━━━━━ Data shown

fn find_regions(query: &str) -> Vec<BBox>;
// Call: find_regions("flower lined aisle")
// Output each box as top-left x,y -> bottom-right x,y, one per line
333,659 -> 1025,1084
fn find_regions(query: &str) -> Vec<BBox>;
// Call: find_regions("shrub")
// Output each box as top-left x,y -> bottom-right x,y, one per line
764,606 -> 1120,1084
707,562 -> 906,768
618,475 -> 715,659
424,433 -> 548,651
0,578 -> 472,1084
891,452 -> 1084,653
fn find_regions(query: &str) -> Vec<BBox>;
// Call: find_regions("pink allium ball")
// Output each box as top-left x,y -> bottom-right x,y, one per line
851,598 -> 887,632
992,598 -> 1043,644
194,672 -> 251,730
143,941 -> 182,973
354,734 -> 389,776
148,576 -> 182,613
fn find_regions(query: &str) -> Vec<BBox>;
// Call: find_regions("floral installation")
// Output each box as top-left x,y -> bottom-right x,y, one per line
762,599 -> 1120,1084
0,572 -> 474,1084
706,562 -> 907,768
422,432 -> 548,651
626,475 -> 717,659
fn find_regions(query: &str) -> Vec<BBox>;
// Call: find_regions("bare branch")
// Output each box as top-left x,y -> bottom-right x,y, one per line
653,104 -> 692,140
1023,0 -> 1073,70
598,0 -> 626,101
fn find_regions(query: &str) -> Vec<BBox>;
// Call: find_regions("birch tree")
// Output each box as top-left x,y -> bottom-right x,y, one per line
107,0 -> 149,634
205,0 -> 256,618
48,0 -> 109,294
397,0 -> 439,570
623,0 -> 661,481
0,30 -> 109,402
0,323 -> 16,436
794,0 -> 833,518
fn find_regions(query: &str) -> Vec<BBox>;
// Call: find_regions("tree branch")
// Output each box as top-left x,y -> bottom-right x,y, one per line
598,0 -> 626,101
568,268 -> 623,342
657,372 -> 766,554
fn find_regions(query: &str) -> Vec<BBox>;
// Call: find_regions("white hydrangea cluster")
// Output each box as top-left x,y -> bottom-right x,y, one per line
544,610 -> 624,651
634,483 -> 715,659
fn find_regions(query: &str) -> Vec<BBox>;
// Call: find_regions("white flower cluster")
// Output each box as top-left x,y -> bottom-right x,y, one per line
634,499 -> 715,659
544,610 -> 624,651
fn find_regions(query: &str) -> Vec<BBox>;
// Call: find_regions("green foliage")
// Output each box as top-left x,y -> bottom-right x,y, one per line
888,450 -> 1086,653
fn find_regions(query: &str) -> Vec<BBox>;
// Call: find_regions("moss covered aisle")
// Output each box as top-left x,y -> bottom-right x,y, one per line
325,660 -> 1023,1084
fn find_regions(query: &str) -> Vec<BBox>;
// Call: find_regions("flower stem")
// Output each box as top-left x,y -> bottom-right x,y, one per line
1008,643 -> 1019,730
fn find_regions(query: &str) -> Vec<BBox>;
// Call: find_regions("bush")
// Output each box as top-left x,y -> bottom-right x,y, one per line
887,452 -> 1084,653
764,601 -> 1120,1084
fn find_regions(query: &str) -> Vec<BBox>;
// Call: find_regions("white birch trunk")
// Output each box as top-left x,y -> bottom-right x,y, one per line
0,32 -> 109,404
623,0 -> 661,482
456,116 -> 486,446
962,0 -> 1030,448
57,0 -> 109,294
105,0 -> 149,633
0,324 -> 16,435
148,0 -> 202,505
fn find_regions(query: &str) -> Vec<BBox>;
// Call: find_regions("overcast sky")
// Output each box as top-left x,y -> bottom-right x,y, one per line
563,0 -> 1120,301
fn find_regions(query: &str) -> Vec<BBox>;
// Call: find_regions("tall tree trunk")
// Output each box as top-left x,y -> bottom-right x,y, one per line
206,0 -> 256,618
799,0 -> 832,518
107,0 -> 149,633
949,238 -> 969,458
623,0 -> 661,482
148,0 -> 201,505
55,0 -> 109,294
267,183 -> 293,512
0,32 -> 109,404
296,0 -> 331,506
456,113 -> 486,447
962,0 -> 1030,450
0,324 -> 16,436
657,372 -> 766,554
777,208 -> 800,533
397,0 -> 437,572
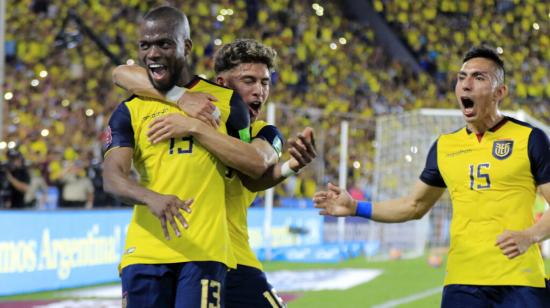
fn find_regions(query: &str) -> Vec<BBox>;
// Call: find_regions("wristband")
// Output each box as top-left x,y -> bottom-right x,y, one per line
281,160 -> 298,178
355,201 -> 372,219
166,86 -> 187,104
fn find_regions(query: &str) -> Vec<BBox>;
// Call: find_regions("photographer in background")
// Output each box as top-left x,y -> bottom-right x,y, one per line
2,149 -> 31,209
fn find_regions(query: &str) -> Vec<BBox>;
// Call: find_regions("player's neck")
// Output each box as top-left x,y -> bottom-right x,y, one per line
467,110 -> 504,135
176,64 -> 193,87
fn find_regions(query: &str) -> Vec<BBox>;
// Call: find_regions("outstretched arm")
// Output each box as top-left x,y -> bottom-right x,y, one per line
243,127 -> 317,192
313,180 -> 445,222
496,183 -> 550,259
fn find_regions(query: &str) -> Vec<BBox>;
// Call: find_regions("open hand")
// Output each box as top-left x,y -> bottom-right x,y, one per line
313,183 -> 357,217
177,91 -> 220,128
288,127 -> 317,172
495,230 -> 534,259
147,194 -> 193,240
147,113 -> 199,144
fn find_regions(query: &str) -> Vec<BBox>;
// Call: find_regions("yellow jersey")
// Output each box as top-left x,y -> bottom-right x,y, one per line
105,77 -> 250,269
225,121 -> 283,270
420,117 -> 550,287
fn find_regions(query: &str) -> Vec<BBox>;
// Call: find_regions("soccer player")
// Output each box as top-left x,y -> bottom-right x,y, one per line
103,6 -> 249,307
114,39 -> 316,307
314,47 -> 550,307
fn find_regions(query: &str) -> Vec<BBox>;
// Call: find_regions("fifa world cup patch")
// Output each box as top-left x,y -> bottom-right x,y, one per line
493,140 -> 514,160
101,126 -> 113,149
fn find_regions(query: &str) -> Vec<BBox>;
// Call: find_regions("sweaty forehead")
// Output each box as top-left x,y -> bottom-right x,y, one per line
460,58 -> 496,74
233,63 -> 270,79
139,20 -> 182,40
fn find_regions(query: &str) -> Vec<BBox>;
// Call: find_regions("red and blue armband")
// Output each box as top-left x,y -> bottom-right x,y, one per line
355,201 -> 372,219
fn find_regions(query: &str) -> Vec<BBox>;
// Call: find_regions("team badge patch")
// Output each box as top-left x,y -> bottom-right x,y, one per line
493,140 -> 514,160
101,126 -> 113,149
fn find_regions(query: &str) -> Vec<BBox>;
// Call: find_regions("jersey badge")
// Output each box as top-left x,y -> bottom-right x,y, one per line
101,126 -> 113,149
493,140 -> 514,160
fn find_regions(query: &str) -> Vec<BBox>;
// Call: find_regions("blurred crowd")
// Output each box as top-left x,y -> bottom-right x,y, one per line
0,0 -> 550,207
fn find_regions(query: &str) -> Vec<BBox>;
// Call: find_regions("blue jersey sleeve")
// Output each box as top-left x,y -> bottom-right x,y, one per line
225,92 -> 250,143
528,127 -> 550,185
254,125 -> 284,157
420,141 -> 447,187
103,102 -> 134,152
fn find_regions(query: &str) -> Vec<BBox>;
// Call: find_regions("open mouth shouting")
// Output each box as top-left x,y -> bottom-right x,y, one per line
147,63 -> 168,81
460,96 -> 475,117
248,101 -> 262,119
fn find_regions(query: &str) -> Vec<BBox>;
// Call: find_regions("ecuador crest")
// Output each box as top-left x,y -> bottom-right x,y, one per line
493,140 -> 514,160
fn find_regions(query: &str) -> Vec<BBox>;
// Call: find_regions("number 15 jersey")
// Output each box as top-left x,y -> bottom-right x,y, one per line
420,117 -> 550,287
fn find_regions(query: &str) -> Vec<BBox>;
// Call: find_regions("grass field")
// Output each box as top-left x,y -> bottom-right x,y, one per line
0,257 -> 550,308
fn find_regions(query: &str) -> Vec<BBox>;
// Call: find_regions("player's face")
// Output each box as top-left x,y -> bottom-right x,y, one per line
139,20 -> 191,92
455,58 -> 503,123
218,63 -> 271,122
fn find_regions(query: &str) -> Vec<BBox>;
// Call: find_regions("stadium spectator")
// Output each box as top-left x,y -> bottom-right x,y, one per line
314,47 -> 550,308
2,0 -> 550,205
24,166 -> 48,209
104,6 -> 264,307
113,39 -> 316,307
60,160 -> 94,209
1,149 -> 32,209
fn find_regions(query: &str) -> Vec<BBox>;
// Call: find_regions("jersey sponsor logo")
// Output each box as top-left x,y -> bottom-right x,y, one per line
143,108 -> 168,121
493,140 -> 514,160
447,149 -> 473,157
102,126 -> 113,149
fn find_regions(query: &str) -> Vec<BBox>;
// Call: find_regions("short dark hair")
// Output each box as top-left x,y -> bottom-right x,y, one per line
143,5 -> 191,39
214,39 -> 277,74
462,46 -> 506,82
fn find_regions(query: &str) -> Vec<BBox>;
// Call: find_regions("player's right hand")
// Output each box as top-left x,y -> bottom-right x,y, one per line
147,113 -> 205,144
147,194 -> 193,240
178,91 -> 220,128
313,183 -> 357,217
288,127 -> 317,172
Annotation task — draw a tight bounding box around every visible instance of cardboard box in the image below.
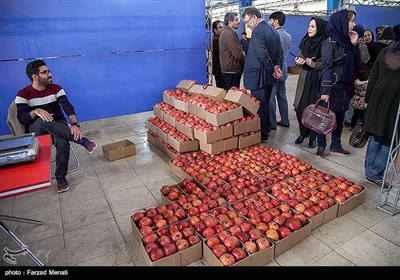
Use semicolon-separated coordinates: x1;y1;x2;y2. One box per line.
224;89;260;115
195;85;226;102
193;128;222;145
140;233;203;266
147;131;156;147
274;218;312;258
103;140;136;161
175;121;194;139
163;91;174;106
169;161;193;180
221;125;233;139
203;243;251;266
153;105;164;121
176;80;196;92
238;132;261;149
337;189;367;217
247;241;275;266
168;134;199;153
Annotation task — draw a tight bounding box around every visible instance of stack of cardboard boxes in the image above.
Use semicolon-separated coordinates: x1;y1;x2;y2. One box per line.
148;80;261;157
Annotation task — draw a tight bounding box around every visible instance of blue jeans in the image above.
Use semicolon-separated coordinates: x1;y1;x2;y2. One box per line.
29;118;74;177
269;81;290;128
364;136;389;181
317;112;346;151
251;85;272;139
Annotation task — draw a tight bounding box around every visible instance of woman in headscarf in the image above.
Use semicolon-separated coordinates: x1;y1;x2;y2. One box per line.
316;9;360;158
293;17;327;148
365;42;400;186
369;25;396;65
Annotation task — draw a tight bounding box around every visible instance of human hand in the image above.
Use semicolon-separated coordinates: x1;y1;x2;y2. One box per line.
349;31;358;45
321;94;330;102
31;108;53;122
294;56;306;65
71;125;82;141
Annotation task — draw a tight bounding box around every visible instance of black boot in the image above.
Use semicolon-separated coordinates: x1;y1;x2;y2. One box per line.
308;139;317;149
294;135;308;144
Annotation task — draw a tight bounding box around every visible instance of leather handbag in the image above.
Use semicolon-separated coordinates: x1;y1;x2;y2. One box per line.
301;99;337;134
349;118;369;148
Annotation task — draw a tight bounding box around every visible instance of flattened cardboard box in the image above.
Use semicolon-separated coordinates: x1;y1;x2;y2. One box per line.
337;188;367;217
224;89;260;115
176;80;196;92
103;140;136;161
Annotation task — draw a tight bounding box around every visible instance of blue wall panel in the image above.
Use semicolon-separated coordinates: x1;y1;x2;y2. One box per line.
0;0;206;135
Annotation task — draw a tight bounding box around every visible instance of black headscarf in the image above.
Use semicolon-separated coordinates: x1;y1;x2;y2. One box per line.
327;9;354;85
299;17;327;59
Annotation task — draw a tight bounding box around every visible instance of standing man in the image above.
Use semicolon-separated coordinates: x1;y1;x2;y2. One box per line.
212;20;224;88
268;11;292;129
219;12;244;90
240;31;250;55
15;59;97;192
242;7;283;143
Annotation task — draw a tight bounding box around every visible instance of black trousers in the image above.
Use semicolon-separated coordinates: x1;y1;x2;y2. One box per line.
29;118;74;177
222;73;242;90
251;85;273;139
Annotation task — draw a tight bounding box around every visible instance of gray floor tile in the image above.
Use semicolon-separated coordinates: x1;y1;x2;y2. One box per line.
275;236;332;266
3;234;68;266
345;196;389;228
115;213;137;246
65;219;126;265
311;216;366;249
370;215;400;246
336;230;400;266
61;196;113;232
311;251;354;266
78;248;134;266
106;186;158;216
128;242;147;266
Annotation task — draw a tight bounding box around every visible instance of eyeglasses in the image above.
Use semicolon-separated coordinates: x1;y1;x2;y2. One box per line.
39;70;51;76
243;16;254;24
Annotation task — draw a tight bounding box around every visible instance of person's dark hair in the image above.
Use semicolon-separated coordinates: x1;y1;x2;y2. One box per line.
347;9;356;21
213;20;222;33
269;11;286;26
393;24;400;42
224;12;237;25
242;7;262;18
26;59;46;82
363;28;375;42
358;65;371;81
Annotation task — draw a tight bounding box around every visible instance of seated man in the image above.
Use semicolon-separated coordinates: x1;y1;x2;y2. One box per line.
15;60;97;192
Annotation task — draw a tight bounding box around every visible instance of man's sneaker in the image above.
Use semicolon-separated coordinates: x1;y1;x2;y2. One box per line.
57;176;69;193
366;177;389;189
331;148;350;157
315;147;325;158
79;137;97;154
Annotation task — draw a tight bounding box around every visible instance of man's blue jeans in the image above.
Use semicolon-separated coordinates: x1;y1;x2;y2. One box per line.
29;118;74;177
364;136;389;181
317;112;346;151
269;81;290;128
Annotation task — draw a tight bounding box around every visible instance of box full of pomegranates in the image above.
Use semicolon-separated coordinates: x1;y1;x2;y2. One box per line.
131;202;188;241
140;220;202;266
318;176;366;217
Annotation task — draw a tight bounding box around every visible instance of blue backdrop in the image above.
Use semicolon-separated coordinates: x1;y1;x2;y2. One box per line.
0;0;206;135
0;0;399;135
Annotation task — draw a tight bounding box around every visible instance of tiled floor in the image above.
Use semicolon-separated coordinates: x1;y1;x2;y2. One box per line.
0;75;400;266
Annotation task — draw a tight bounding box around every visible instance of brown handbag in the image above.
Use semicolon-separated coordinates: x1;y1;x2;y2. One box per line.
301;99;336;134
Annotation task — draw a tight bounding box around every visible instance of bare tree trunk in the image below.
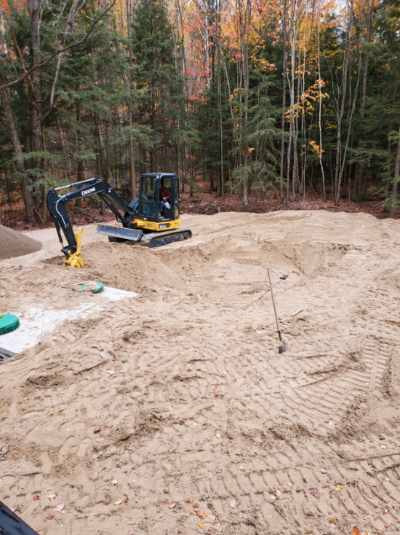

━━━━━━━━━━

■ Task prompt ■
Retype the items above, from their first line up to and including the line that contains "794,0 -> 833,518", reproducing each character without change.

■ Exercise result ■
fn find_regions(query: &str) -> Vec<BBox>;
// Call: find_regions("flower lined aisle")
// Output each box as top-left x,y -> bottom-right x,y, one per line
333,659 -> 1025,1084
fn find_regions(query: &str) -> Vec<BBox>;
// Call: find_regions("shrub")
// Output each box as top-left x,y -> bottom-right x,y, one per line
764,606 -> 1120,1084
707,562 -> 906,768
618,475 -> 715,659
424,433 -> 548,651
0,578 -> 472,1084
891,452 -> 1084,653
fn find_regions(query: &str) -> Vec<BBox>;
// Call: find_regions("pink allium ball")
// Output each box as top-left x,y -> bottom-right x,y, one per line
851,598 -> 887,632
992,598 -> 1043,644
194,672 -> 251,730
143,941 -> 182,973
354,734 -> 389,776
148,576 -> 182,613
fn find_regions(query: &str) -> Vec<BBox>;
// Call: find_regions("floral installation")
// Output each box as top-left x,y -> bottom-right x,y, one per line
762,599 -> 1120,1084
0,572 -> 474,1084
706,562 -> 907,768
422,432 -> 548,651
626,475 -> 717,659
fn find_regions(query: &str) -> Vec<BBox>;
// Call: find_regions("bare branch")
// Output each box as top-left x,y -> bottom-right x,y, one per line
653,104 -> 692,140
1023,0 -> 1073,70
598,0 -> 626,101
fn find_regions(query: &str) -> Vec<BBox>;
// Call: find_regions("birch tree")
// Output each box as top-left x,y -> bottom-right x,y, one per line
107,0 -> 149,634
205,0 -> 256,618
48,0 -> 109,294
397,0 -> 439,570
623,0 -> 661,481
0,30 -> 109,402
0,323 -> 16,436
794,0 -> 833,518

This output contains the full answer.